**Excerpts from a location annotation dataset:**
— START —
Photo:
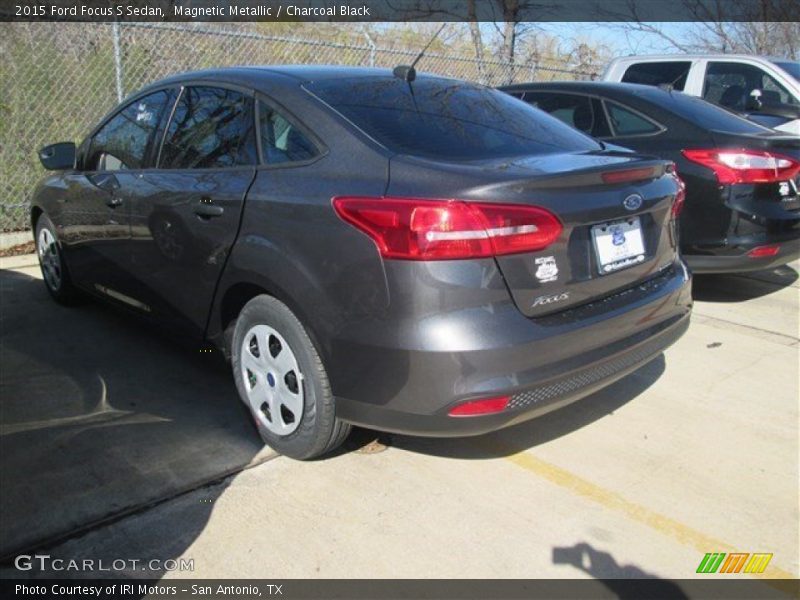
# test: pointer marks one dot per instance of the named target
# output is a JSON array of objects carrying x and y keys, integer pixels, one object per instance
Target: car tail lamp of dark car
[
  {"x": 745, "y": 166},
  {"x": 416, "y": 229}
]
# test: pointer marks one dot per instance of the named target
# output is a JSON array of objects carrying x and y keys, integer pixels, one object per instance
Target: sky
[{"x": 611, "y": 35}]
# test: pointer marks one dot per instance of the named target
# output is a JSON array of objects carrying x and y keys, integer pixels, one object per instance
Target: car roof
[
  {"x": 648, "y": 92},
  {"x": 257, "y": 76},
  {"x": 662, "y": 57}
]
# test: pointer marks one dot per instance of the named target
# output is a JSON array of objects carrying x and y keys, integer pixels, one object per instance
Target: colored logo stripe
[
  {"x": 734, "y": 563},
  {"x": 757, "y": 563},
  {"x": 712, "y": 561}
]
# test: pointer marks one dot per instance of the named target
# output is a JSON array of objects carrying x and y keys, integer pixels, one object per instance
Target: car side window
[
  {"x": 673, "y": 73},
  {"x": 729, "y": 84},
  {"x": 123, "y": 142},
  {"x": 580, "y": 112},
  {"x": 210, "y": 128},
  {"x": 281, "y": 140},
  {"x": 626, "y": 122}
]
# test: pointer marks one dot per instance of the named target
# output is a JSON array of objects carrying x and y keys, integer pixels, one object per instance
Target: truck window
[
  {"x": 673, "y": 73},
  {"x": 729, "y": 84}
]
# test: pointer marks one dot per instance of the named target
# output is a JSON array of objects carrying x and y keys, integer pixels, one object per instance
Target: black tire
[
  {"x": 55, "y": 272},
  {"x": 318, "y": 431}
]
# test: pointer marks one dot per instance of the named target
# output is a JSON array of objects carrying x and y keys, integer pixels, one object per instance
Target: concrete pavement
[
  {"x": 100, "y": 416},
  {"x": 696, "y": 452}
]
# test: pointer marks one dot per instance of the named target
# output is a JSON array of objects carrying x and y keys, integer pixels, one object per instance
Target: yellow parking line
[{"x": 614, "y": 501}]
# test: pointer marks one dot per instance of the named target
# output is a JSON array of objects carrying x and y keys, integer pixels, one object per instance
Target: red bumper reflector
[
  {"x": 763, "y": 251},
  {"x": 484, "y": 406}
]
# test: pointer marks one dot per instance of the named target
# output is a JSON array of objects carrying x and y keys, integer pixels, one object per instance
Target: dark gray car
[{"x": 428, "y": 257}]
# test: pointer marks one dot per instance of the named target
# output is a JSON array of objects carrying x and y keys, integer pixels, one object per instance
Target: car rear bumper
[
  {"x": 564, "y": 358},
  {"x": 740, "y": 261}
]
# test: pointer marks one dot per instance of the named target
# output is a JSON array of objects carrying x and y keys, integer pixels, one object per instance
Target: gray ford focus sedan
[{"x": 404, "y": 252}]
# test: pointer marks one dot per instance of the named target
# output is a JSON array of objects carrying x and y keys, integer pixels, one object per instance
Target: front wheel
[
  {"x": 282, "y": 381},
  {"x": 51, "y": 260}
]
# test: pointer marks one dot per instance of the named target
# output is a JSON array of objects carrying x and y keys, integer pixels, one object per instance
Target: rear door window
[
  {"x": 210, "y": 128},
  {"x": 626, "y": 122},
  {"x": 123, "y": 142},
  {"x": 281, "y": 140},
  {"x": 446, "y": 119},
  {"x": 581, "y": 112},
  {"x": 672, "y": 73},
  {"x": 729, "y": 84}
]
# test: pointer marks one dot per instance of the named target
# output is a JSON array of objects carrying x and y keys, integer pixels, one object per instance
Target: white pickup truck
[{"x": 766, "y": 90}]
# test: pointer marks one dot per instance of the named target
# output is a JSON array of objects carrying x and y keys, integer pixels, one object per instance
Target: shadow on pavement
[
  {"x": 100, "y": 417},
  {"x": 603, "y": 566},
  {"x": 537, "y": 431},
  {"x": 737, "y": 287}
]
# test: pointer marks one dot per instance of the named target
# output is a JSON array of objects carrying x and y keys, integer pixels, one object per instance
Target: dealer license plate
[{"x": 618, "y": 244}]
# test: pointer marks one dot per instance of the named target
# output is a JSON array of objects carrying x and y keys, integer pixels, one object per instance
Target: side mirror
[
  {"x": 754, "y": 101},
  {"x": 58, "y": 157}
]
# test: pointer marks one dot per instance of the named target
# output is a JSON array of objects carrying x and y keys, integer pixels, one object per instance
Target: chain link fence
[{"x": 58, "y": 79}]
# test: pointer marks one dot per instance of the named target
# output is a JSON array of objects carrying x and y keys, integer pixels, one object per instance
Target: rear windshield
[
  {"x": 448, "y": 120},
  {"x": 707, "y": 115}
]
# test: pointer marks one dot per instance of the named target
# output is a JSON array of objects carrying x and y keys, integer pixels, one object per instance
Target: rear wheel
[
  {"x": 282, "y": 381},
  {"x": 51, "y": 260}
]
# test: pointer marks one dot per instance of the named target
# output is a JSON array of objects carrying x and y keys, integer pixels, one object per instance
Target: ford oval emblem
[{"x": 633, "y": 202}]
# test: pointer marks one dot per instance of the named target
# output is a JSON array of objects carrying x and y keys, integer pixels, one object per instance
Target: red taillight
[
  {"x": 627, "y": 175},
  {"x": 484, "y": 406},
  {"x": 413, "y": 229},
  {"x": 745, "y": 166},
  {"x": 763, "y": 251}
]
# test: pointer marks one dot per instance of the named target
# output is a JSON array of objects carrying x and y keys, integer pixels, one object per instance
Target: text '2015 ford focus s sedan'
[{"x": 418, "y": 255}]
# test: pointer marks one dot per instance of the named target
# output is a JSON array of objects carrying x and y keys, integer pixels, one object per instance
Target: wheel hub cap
[
  {"x": 273, "y": 381},
  {"x": 49, "y": 259}
]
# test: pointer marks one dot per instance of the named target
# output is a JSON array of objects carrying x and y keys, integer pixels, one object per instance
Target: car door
[
  {"x": 96, "y": 208},
  {"x": 185, "y": 213}
]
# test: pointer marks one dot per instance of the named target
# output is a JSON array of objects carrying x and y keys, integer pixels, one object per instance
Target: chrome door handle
[{"x": 207, "y": 210}]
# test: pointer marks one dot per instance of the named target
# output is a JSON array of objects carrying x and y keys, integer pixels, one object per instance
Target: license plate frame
[{"x": 613, "y": 254}]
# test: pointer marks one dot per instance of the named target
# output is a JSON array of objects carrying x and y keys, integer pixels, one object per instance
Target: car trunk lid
[{"x": 606, "y": 202}]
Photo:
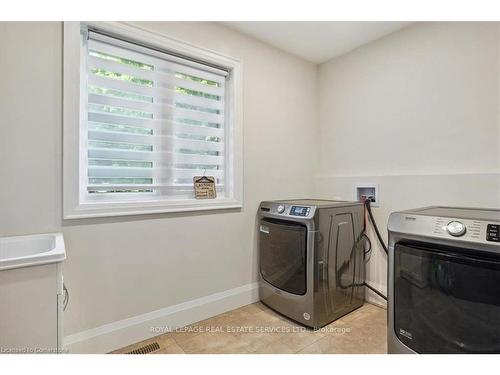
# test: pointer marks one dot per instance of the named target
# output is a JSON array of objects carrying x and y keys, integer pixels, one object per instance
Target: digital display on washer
[{"x": 299, "y": 211}]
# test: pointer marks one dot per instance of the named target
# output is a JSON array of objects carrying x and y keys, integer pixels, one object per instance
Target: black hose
[
  {"x": 372, "y": 220},
  {"x": 380, "y": 239},
  {"x": 375, "y": 291}
]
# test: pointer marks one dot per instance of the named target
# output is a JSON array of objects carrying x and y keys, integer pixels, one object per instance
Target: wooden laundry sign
[{"x": 204, "y": 187}]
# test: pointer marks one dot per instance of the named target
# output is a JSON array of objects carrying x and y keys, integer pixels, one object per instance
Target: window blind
[{"x": 153, "y": 121}]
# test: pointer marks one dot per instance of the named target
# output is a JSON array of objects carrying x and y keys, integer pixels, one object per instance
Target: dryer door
[
  {"x": 283, "y": 250},
  {"x": 446, "y": 300}
]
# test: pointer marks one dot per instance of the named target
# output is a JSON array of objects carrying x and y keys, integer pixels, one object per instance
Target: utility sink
[{"x": 32, "y": 250}]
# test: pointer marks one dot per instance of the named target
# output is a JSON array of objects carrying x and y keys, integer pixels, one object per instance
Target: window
[{"x": 143, "y": 115}]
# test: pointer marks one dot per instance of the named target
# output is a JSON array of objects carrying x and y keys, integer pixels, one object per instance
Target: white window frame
[{"x": 74, "y": 190}]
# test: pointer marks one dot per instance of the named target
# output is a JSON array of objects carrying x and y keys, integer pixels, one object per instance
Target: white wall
[
  {"x": 122, "y": 267},
  {"x": 417, "y": 113}
]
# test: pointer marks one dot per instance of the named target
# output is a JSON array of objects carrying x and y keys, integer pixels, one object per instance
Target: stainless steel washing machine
[
  {"x": 444, "y": 281},
  {"x": 312, "y": 264}
]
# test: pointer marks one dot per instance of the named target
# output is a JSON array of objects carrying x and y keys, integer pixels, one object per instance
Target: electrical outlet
[{"x": 363, "y": 192}]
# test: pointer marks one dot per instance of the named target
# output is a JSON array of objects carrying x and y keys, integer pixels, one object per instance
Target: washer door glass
[
  {"x": 283, "y": 254},
  {"x": 446, "y": 300}
]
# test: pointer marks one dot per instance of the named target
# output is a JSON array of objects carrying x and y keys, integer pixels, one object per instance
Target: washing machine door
[{"x": 283, "y": 251}]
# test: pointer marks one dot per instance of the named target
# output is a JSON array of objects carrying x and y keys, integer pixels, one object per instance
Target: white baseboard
[{"x": 119, "y": 334}]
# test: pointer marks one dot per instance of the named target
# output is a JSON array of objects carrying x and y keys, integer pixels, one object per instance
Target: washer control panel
[
  {"x": 492, "y": 232},
  {"x": 456, "y": 228},
  {"x": 299, "y": 210}
]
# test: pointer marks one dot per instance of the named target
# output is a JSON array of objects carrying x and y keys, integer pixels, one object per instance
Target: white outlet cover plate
[{"x": 368, "y": 186}]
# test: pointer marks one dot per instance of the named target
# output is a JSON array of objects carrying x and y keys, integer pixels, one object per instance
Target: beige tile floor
[{"x": 256, "y": 329}]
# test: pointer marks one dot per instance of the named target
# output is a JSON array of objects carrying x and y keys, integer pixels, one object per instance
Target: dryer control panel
[{"x": 299, "y": 210}]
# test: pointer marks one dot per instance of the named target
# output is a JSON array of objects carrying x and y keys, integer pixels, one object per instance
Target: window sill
[{"x": 93, "y": 210}]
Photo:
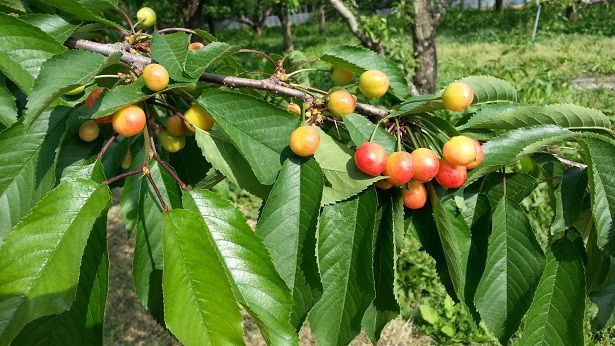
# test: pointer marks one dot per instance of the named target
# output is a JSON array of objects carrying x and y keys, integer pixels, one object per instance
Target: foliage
[{"x": 327, "y": 241}]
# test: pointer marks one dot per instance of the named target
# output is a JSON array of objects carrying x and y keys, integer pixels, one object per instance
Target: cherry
[
  {"x": 399, "y": 168},
  {"x": 92, "y": 97},
  {"x": 88, "y": 131},
  {"x": 175, "y": 126},
  {"x": 373, "y": 83},
  {"x": 78, "y": 90},
  {"x": 426, "y": 164},
  {"x": 146, "y": 16},
  {"x": 457, "y": 96},
  {"x": 294, "y": 108},
  {"x": 127, "y": 160},
  {"x": 479, "y": 155},
  {"x": 199, "y": 118},
  {"x": 195, "y": 46},
  {"x": 129, "y": 120},
  {"x": 171, "y": 143},
  {"x": 341, "y": 76},
  {"x": 450, "y": 175},
  {"x": 459, "y": 150},
  {"x": 371, "y": 158},
  {"x": 304, "y": 140},
  {"x": 341, "y": 103},
  {"x": 415, "y": 196},
  {"x": 156, "y": 77},
  {"x": 383, "y": 184}
]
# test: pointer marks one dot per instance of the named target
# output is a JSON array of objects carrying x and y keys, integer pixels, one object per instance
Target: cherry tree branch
[{"x": 139, "y": 61}]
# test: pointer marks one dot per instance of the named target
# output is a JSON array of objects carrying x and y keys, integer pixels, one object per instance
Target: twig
[
  {"x": 122, "y": 176},
  {"x": 104, "y": 149},
  {"x": 228, "y": 81},
  {"x": 165, "y": 208}
]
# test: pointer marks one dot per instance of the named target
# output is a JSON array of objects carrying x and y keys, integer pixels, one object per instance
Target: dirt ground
[{"x": 128, "y": 323}]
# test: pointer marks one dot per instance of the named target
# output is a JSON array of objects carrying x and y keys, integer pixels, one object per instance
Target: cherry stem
[
  {"x": 371, "y": 138},
  {"x": 258, "y": 52},
  {"x": 165, "y": 208},
  {"x": 398, "y": 135},
  {"x": 132, "y": 27},
  {"x": 104, "y": 149},
  {"x": 413, "y": 139},
  {"x": 122, "y": 176}
]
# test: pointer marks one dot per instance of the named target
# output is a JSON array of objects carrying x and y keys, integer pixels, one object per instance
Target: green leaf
[
  {"x": 254, "y": 279},
  {"x": 112, "y": 100},
  {"x": 490, "y": 89},
  {"x": 171, "y": 51},
  {"x": 604, "y": 298},
  {"x": 27, "y": 164},
  {"x": 516, "y": 144},
  {"x": 259, "y": 130},
  {"x": 47, "y": 244},
  {"x": 63, "y": 73},
  {"x": 599, "y": 152},
  {"x": 83, "y": 323},
  {"x": 82, "y": 10},
  {"x": 563, "y": 115},
  {"x": 147, "y": 261},
  {"x": 464, "y": 259},
  {"x": 343, "y": 176},
  {"x": 189, "y": 163},
  {"x": 359, "y": 60},
  {"x": 199, "y": 306},
  {"x": 224, "y": 157},
  {"x": 422, "y": 226},
  {"x": 514, "y": 264},
  {"x": 556, "y": 314},
  {"x": 23, "y": 49},
  {"x": 345, "y": 259},
  {"x": 199, "y": 60},
  {"x": 55, "y": 26},
  {"x": 287, "y": 225},
  {"x": 384, "y": 308},
  {"x": 360, "y": 129},
  {"x": 8, "y": 107},
  {"x": 569, "y": 199}
]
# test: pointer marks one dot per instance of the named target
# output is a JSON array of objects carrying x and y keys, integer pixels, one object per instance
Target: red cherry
[
  {"x": 479, "y": 155},
  {"x": 426, "y": 164},
  {"x": 415, "y": 196},
  {"x": 451, "y": 176},
  {"x": 399, "y": 168},
  {"x": 371, "y": 158}
]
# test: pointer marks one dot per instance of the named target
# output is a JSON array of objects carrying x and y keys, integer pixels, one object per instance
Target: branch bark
[{"x": 139, "y": 62}]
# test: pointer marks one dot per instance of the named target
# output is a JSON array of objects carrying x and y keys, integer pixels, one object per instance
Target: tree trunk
[
  {"x": 424, "y": 41},
  {"x": 192, "y": 13},
  {"x": 285, "y": 23},
  {"x": 353, "y": 25},
  {"x": 499, "y": 4},
  {"x": 322, "y": 19}
]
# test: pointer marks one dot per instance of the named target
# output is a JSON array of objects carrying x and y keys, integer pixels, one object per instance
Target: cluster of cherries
[
  {"x": 130, "y": 120},
  {"x": 401, "y": 169}
]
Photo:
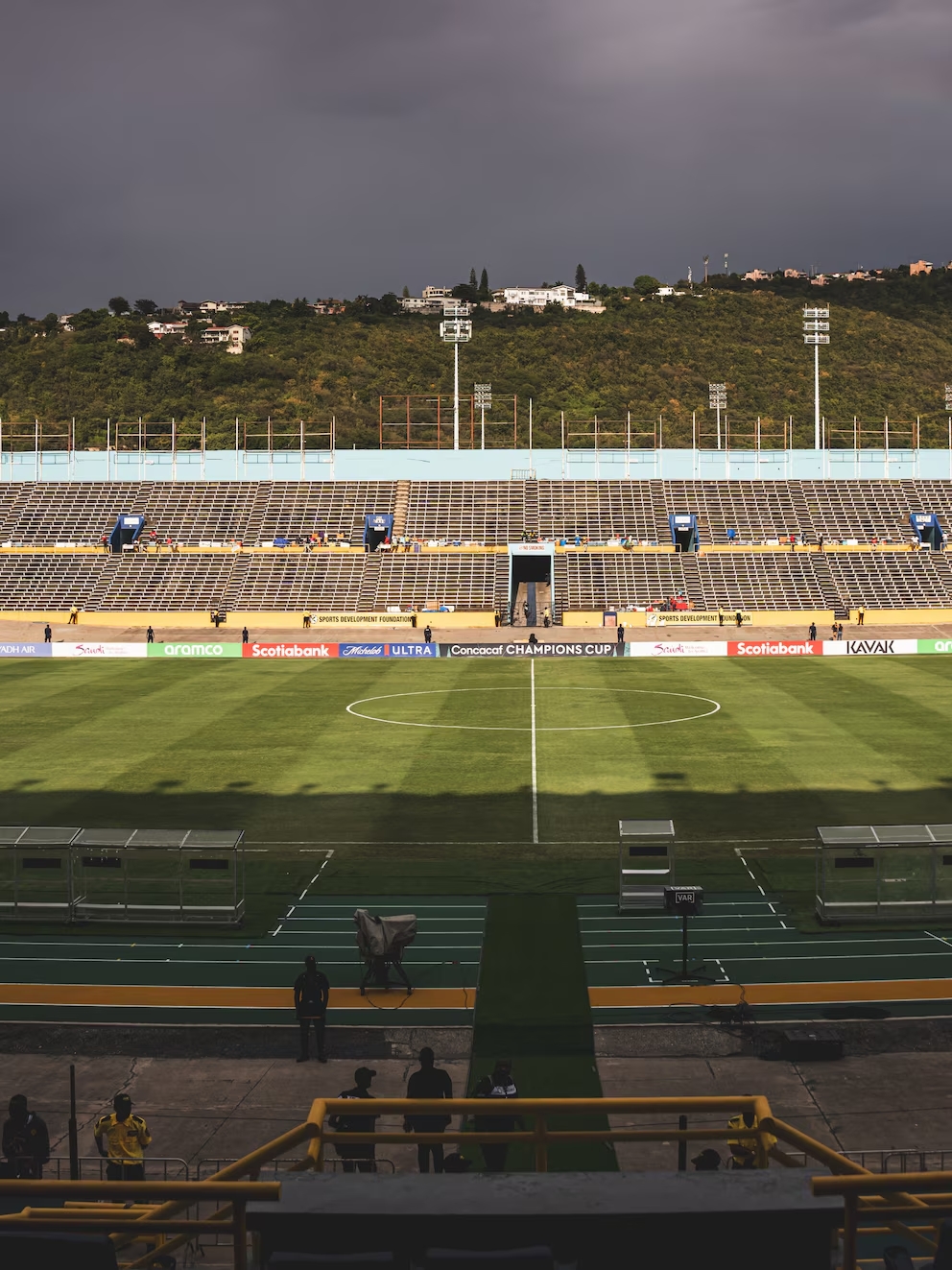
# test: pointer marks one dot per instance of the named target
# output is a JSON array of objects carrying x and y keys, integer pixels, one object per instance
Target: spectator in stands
— END —
**Brief:** Copy out every line above that contains the string "white". Case counts.

**Task output:**
Target: white pickup truck
Target: white window frame
Target: white wall
Target: white baseboard
Target: white outlet cover plate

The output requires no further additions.